The request
Copy only what runs from the line containing "Exercise. Spot the damaged" through the end of the material below, line for line, with both ends included.

start Records

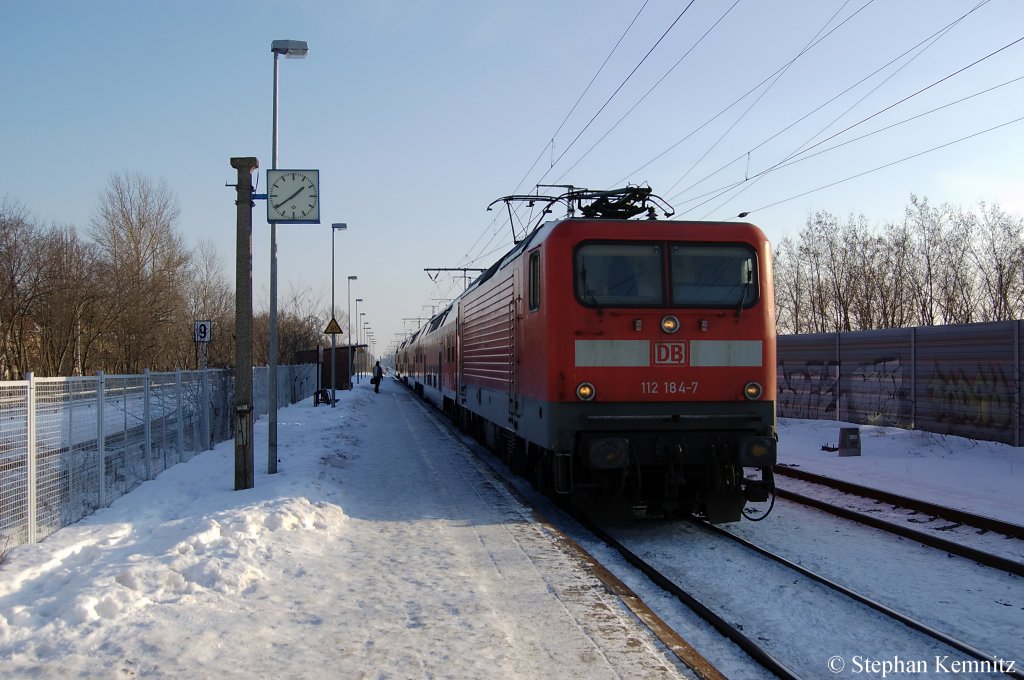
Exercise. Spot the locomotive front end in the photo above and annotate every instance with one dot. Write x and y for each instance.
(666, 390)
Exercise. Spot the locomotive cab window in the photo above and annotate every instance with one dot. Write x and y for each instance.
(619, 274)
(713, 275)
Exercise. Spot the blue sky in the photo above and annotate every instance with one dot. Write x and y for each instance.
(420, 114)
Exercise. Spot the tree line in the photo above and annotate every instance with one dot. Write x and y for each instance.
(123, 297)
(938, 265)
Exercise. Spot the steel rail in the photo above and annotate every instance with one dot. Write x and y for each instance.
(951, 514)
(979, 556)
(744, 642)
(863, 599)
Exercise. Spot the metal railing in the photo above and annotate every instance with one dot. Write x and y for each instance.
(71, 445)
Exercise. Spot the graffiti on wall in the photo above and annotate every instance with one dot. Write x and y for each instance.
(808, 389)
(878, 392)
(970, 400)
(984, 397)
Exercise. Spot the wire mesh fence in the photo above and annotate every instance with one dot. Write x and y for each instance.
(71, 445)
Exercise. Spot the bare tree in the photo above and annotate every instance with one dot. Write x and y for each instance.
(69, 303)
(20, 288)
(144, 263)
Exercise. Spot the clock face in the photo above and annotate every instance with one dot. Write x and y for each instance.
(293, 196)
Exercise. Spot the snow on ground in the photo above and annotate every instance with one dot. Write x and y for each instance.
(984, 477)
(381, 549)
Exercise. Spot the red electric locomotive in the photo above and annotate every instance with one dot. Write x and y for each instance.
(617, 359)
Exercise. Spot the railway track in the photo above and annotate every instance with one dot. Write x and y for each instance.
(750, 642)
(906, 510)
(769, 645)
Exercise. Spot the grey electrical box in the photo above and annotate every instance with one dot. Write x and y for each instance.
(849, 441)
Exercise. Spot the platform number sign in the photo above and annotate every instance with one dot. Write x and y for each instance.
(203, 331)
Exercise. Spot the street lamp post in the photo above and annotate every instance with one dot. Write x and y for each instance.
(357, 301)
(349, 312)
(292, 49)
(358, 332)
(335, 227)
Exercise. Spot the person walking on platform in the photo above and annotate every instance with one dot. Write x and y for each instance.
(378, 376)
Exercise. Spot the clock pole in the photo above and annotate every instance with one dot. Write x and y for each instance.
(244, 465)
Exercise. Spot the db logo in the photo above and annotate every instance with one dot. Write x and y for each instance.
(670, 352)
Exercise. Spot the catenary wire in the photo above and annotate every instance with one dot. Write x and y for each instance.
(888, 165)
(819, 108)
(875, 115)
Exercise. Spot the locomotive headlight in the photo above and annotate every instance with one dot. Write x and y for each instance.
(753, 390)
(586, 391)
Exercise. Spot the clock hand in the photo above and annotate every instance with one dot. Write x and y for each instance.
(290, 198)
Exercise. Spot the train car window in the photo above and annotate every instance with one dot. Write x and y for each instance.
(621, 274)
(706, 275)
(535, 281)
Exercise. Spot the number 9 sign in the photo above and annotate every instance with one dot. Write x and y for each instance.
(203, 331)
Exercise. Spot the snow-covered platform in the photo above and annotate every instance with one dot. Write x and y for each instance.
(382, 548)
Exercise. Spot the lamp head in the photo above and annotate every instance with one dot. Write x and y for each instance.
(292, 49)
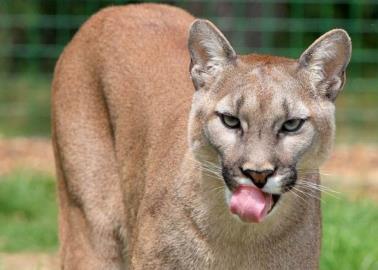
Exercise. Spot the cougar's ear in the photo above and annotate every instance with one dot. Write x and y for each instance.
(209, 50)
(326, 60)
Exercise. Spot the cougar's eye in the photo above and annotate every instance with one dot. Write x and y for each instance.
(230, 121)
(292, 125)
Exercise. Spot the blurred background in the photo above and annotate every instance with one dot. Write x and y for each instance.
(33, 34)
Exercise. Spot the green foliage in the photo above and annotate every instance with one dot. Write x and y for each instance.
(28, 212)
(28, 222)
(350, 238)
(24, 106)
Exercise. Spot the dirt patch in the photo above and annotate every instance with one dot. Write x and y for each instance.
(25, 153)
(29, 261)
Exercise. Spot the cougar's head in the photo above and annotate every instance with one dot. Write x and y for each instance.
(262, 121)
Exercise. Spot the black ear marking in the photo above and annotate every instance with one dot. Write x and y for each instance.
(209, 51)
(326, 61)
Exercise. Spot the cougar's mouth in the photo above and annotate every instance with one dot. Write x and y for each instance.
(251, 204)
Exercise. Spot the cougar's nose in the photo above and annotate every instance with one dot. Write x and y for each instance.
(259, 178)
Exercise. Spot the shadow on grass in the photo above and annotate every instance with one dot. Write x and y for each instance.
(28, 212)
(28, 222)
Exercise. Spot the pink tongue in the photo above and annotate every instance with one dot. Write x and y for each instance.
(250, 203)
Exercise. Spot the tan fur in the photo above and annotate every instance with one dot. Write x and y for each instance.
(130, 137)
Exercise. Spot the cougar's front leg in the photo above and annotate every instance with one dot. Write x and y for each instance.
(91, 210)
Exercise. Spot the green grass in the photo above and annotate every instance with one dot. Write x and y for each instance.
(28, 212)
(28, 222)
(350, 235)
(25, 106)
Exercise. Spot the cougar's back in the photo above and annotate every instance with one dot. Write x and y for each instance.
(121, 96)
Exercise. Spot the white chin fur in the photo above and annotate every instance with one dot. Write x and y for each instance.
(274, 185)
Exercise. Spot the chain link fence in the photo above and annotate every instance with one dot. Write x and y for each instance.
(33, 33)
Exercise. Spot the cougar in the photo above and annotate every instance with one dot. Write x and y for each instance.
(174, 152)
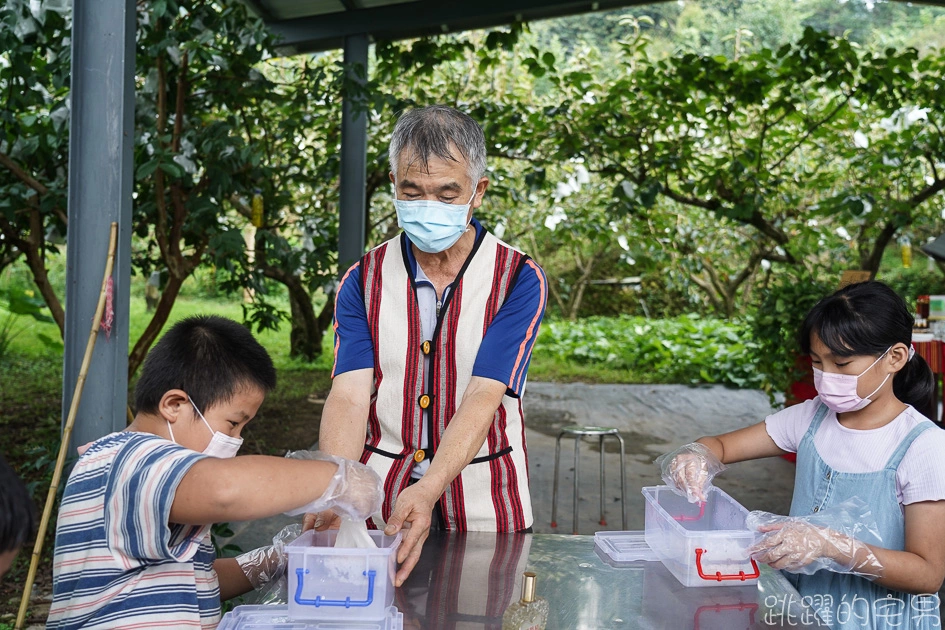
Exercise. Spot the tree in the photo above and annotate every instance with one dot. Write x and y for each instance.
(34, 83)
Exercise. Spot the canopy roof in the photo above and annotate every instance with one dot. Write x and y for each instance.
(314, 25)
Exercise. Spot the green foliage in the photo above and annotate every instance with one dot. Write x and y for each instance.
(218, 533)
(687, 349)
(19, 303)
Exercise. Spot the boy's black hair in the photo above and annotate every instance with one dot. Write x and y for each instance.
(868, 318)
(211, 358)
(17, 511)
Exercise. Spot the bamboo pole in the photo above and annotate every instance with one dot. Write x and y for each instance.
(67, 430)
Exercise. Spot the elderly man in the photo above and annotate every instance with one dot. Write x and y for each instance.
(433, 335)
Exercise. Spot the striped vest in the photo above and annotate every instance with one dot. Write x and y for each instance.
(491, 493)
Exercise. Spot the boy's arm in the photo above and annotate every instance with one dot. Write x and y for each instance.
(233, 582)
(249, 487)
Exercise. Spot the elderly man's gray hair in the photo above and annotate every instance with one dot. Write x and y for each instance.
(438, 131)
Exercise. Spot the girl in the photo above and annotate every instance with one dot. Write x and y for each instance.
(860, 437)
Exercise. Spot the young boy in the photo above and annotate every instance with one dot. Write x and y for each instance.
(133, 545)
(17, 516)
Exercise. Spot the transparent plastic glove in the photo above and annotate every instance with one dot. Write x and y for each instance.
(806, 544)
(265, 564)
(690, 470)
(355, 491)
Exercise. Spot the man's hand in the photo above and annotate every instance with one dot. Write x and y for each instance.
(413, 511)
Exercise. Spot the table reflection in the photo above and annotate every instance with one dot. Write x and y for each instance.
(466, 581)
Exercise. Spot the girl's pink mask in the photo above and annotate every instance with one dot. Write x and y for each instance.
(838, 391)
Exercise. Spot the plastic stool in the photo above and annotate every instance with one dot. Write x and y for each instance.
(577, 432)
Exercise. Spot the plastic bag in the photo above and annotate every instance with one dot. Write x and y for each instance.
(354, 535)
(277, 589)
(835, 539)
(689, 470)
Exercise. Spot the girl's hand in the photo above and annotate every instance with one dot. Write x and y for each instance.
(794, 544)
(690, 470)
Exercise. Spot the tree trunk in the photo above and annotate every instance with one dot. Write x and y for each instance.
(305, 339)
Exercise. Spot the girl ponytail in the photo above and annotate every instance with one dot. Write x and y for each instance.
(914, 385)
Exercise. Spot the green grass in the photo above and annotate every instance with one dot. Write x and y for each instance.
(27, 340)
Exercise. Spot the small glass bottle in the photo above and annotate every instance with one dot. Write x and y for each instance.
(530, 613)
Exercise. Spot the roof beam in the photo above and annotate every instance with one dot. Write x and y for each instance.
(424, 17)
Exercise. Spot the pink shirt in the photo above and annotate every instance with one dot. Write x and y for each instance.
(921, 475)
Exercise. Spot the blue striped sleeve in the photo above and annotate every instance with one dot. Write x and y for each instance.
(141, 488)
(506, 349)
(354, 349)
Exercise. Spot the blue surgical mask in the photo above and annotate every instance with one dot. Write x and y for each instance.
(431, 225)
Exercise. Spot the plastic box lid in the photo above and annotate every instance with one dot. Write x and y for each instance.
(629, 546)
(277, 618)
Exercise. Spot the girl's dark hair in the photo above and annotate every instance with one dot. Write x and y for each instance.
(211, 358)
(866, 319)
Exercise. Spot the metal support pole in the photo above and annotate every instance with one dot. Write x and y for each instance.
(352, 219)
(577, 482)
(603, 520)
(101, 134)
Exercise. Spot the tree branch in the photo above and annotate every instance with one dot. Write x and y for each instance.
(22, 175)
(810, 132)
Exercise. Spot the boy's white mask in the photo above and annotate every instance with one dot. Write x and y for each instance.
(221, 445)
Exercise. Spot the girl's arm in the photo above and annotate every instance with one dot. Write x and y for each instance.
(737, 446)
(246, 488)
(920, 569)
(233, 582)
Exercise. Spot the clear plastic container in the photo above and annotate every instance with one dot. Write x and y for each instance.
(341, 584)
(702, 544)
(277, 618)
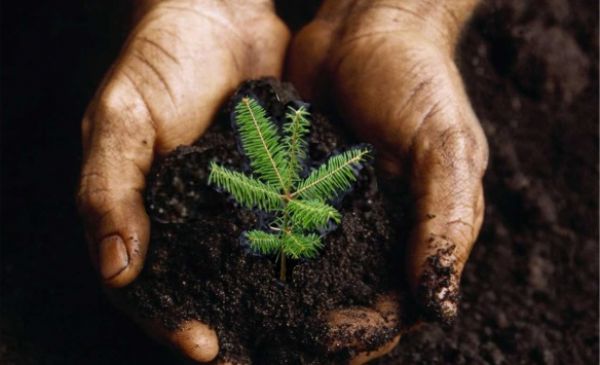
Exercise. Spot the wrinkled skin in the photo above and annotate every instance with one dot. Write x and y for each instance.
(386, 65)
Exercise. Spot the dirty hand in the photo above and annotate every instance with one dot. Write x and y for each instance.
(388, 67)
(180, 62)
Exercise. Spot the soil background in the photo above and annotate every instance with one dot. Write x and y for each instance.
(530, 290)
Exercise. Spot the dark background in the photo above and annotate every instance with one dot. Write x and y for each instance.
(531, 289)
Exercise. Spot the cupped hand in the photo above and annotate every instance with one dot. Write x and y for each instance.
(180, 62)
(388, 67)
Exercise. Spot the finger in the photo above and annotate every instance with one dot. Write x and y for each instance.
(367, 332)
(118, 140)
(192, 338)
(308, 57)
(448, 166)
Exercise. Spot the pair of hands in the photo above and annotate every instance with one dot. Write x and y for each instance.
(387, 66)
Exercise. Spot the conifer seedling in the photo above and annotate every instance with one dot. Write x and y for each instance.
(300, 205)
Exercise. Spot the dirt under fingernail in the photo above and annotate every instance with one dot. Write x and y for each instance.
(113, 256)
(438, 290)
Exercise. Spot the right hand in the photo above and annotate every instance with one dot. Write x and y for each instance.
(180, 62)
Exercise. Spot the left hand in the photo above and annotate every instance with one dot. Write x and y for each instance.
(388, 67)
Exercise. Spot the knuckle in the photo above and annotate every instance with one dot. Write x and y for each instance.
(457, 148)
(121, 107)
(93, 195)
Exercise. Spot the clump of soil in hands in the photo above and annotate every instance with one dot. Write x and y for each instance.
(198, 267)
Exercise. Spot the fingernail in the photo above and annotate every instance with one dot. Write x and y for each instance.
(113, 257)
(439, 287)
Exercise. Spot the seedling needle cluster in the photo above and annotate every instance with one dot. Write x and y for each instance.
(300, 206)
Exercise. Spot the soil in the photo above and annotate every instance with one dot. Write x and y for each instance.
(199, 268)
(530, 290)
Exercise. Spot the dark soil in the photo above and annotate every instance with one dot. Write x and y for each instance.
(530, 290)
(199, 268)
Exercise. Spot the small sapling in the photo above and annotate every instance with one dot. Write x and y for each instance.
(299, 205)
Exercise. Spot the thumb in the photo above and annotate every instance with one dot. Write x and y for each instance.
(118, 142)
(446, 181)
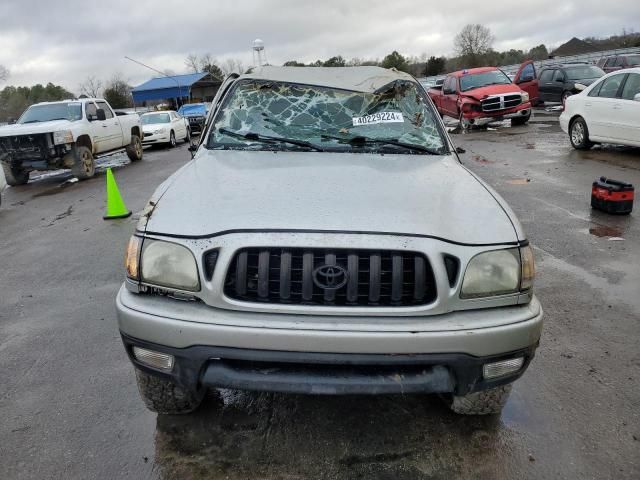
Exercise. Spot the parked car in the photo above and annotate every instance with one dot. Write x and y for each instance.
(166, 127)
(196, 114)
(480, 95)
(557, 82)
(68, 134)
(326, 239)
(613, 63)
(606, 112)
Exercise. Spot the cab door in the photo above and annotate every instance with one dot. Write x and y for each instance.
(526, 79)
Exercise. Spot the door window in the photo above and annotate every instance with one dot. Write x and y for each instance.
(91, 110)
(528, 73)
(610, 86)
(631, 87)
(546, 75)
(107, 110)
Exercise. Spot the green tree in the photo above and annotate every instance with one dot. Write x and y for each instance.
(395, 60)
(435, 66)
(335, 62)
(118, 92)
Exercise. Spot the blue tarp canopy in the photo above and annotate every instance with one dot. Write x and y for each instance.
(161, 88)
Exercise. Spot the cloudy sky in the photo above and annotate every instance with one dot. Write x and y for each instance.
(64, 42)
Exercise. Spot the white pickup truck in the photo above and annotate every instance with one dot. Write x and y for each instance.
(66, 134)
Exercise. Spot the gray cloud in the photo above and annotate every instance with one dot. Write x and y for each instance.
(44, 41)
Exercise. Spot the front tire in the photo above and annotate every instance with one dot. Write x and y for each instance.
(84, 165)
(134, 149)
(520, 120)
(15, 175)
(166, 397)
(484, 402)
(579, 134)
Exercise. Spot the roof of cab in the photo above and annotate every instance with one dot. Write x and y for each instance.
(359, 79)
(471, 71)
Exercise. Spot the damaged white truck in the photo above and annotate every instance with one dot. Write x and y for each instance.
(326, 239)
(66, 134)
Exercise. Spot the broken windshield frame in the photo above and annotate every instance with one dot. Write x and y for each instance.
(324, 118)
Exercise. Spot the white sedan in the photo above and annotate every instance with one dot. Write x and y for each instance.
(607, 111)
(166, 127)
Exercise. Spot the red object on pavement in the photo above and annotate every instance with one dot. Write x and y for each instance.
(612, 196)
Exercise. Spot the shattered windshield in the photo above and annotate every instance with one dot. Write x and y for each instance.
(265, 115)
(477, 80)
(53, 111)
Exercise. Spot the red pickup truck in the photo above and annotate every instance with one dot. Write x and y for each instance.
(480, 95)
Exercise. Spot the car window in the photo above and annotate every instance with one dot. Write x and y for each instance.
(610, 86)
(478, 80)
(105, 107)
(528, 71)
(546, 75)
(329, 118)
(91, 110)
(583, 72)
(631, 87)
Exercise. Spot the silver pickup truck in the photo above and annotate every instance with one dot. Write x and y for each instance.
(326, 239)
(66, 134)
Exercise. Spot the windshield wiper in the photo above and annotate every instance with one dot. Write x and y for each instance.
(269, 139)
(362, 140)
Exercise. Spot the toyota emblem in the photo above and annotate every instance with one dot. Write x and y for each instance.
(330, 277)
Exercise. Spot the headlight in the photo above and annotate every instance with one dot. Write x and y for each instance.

end Records

Answer to the exercise
Exercise. Spot the damaged white truck in the photo above and annotate every instance with one dot. Write x and y for each instance.
(326, 239)
(66, 134)
Exercise. Spot the broken windshield frame in the photo above and annotate every instance with one dot. Write x and y for each instance.
(324, 118)
Exercise. Spot the white sedan in the photo above and annotate every instance with one dot. Write x and y for each instance.
(607, 111)
(166, 127)
Exercise. Spot the red object on pavement in the photo above and annotate every instance with one dot. Write x and y for each instance.
(612, 196)
Exercise. Spot the shattered windshield in the photo above and annotate every instance with one dot. Write x and y for each instance.
(265, 115)
(477, 80)
(53, 111)
Exercise. Spot the red pickup truck in the photo above and annotate every instance with one dot. Write x and y for each instance.
(480, 95)
Exercise. Spot the car window in the photo above and annotate every instance with one dot. Write x and y for each instance.
(610, 86)
(478, 80)
(105, 107)
(528, 71)
(546, 75)
(329, 118)
(91, 110)
(583, 72)
(631, 87)
Exercise. Spot the silver pickup truck in the photo above and annotate every instance with one dot. Write x and y for each instance.
(326, 239)
(66, 134)
Exercise. Spot the windshield wiper in the photo above and annotate every instance with one dot. Write x and y for each instance.
(269, 139)
(362, 140)
Exercise. Spot the toyota emblem in the photo above and annotate every instance with one dot. Write x and y for each instance.
(330, 277)
Exercise. Spot the headlight in the photo above and annotate every instance with one dot. Write x and y for each instance.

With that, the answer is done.